- [EXERCISE INSTRUCTIONS]: Which lines of the records contain the word "metal"? Copy each of those lines in full.

[start of EXCERPTED RECORDS]

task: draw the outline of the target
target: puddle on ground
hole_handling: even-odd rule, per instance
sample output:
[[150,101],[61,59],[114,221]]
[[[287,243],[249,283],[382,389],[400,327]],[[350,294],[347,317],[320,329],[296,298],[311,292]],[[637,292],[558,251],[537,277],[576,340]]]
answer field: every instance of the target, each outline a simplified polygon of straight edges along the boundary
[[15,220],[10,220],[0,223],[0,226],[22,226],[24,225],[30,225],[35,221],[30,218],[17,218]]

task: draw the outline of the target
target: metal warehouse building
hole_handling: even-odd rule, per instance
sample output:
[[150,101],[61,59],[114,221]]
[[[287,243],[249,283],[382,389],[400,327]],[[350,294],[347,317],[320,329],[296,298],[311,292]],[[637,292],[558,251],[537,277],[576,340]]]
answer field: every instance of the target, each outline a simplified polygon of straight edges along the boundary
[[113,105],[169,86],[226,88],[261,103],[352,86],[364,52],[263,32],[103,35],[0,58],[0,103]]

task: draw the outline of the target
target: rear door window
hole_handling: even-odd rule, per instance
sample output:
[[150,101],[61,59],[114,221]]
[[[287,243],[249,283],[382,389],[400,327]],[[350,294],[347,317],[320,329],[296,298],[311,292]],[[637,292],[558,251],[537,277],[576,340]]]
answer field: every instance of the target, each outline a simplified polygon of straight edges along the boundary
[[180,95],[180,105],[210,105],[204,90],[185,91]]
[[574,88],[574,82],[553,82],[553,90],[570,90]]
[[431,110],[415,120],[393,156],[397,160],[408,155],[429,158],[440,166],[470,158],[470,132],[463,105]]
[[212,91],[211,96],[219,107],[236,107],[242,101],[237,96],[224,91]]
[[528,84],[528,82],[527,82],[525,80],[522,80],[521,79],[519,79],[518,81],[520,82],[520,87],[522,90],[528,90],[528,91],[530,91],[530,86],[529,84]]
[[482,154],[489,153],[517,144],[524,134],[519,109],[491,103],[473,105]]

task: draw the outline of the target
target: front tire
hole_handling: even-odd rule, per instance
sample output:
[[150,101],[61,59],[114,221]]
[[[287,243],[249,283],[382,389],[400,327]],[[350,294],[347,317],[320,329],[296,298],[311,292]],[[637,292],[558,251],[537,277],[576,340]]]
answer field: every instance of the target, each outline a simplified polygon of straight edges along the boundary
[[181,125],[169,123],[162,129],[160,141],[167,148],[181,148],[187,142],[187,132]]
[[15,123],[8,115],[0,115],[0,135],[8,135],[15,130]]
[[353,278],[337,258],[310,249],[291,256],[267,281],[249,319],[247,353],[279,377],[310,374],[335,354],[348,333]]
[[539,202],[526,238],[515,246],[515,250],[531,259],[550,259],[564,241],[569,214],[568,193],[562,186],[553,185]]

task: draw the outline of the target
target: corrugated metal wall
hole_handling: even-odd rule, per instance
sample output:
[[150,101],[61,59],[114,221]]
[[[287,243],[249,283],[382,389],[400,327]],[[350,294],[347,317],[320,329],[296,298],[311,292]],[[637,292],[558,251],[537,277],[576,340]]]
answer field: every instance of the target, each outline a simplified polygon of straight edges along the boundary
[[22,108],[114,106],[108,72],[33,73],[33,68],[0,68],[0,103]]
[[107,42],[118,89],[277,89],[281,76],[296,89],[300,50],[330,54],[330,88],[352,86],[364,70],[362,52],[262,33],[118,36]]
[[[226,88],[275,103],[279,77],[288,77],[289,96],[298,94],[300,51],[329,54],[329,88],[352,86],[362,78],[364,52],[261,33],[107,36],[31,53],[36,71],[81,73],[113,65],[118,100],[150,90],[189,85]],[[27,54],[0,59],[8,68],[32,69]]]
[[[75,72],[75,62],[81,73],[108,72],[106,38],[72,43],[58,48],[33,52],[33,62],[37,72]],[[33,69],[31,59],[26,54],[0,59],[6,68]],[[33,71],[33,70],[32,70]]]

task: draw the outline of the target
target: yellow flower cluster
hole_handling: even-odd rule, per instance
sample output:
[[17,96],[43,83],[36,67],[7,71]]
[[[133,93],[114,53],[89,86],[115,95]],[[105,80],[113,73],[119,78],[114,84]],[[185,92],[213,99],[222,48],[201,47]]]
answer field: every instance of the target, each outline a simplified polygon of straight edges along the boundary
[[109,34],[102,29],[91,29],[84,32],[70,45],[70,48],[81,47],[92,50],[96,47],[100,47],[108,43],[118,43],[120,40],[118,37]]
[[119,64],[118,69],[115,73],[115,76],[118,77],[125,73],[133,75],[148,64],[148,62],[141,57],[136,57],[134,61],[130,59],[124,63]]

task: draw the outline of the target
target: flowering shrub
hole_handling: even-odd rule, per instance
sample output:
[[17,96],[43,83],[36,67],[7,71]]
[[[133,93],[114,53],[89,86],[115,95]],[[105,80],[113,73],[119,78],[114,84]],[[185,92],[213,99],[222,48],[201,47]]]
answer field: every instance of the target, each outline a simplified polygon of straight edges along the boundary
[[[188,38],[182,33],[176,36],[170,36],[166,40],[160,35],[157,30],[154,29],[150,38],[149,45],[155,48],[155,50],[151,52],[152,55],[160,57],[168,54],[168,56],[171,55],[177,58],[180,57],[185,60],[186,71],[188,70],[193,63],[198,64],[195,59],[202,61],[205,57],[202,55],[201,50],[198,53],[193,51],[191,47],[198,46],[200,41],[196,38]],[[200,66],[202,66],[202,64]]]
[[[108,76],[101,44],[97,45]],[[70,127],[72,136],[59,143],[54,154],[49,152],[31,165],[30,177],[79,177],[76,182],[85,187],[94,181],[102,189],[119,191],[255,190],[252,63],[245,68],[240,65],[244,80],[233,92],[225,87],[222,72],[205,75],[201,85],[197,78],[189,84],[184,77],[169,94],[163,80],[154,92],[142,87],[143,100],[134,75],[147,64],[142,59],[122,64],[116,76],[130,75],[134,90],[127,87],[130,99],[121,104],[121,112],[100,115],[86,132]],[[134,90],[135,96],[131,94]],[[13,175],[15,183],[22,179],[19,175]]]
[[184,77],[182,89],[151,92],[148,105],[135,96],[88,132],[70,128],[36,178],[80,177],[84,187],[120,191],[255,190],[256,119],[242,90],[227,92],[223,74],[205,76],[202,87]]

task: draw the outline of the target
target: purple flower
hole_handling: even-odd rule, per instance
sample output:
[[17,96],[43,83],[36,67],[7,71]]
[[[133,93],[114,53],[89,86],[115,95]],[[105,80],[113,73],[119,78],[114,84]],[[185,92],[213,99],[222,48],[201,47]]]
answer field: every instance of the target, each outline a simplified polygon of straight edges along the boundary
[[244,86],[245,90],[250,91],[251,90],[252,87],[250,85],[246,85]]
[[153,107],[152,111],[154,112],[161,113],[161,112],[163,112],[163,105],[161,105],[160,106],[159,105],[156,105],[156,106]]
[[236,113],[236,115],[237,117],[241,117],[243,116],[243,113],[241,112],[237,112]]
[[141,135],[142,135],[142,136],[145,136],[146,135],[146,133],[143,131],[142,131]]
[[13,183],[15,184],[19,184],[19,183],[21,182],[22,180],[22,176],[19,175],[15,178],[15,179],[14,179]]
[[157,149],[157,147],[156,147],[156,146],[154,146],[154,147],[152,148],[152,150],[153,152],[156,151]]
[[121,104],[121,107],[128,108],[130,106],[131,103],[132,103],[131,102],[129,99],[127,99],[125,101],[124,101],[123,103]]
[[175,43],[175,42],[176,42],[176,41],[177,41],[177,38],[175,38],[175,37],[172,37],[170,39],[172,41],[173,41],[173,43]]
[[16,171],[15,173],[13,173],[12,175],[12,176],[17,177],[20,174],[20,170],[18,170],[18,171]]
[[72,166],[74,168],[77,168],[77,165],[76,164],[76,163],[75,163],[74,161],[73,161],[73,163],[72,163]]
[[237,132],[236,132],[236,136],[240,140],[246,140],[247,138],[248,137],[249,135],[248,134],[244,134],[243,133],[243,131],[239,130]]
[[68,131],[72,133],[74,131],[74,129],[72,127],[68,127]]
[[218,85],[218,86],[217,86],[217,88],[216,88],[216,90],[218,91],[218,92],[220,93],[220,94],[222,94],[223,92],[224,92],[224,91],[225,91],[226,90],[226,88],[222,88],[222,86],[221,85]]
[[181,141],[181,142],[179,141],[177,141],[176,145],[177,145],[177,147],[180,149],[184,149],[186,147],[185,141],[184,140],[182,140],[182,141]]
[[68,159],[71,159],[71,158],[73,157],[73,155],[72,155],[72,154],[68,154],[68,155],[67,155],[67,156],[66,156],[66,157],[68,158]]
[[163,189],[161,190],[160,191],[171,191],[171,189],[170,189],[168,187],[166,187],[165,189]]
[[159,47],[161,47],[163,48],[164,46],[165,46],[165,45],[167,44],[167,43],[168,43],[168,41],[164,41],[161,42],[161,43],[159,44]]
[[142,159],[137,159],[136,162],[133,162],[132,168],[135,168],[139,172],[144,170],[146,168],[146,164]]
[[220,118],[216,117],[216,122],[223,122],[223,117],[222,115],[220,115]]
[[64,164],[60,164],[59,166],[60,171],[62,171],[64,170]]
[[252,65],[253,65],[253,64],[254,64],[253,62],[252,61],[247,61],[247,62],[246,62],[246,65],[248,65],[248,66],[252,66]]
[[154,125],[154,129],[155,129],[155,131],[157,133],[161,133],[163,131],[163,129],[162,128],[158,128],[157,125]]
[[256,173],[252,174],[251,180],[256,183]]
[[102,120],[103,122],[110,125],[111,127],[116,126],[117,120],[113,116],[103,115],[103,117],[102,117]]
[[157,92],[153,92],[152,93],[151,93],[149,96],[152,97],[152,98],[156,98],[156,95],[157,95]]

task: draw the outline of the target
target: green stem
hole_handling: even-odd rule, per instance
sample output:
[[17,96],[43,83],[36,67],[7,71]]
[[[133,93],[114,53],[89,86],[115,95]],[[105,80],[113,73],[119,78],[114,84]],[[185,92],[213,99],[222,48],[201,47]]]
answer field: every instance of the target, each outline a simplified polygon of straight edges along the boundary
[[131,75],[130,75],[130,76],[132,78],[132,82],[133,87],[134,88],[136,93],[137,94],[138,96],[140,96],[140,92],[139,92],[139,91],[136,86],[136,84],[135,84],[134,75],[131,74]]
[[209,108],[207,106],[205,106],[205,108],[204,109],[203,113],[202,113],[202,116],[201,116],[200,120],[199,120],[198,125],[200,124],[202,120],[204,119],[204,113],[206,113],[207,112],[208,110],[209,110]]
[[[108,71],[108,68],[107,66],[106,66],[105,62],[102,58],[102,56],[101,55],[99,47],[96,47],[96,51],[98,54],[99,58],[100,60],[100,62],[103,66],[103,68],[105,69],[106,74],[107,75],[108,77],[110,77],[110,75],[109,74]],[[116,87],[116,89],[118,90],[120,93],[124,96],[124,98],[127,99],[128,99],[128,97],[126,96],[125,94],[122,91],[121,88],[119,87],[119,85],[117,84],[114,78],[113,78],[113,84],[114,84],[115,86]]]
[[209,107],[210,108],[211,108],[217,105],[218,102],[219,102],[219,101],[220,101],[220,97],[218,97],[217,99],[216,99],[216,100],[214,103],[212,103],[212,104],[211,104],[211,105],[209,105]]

[end of EXCERPTED RECORDS]

- [SOLUTION]:
target: metal warehouse building
target: corrugated metal wall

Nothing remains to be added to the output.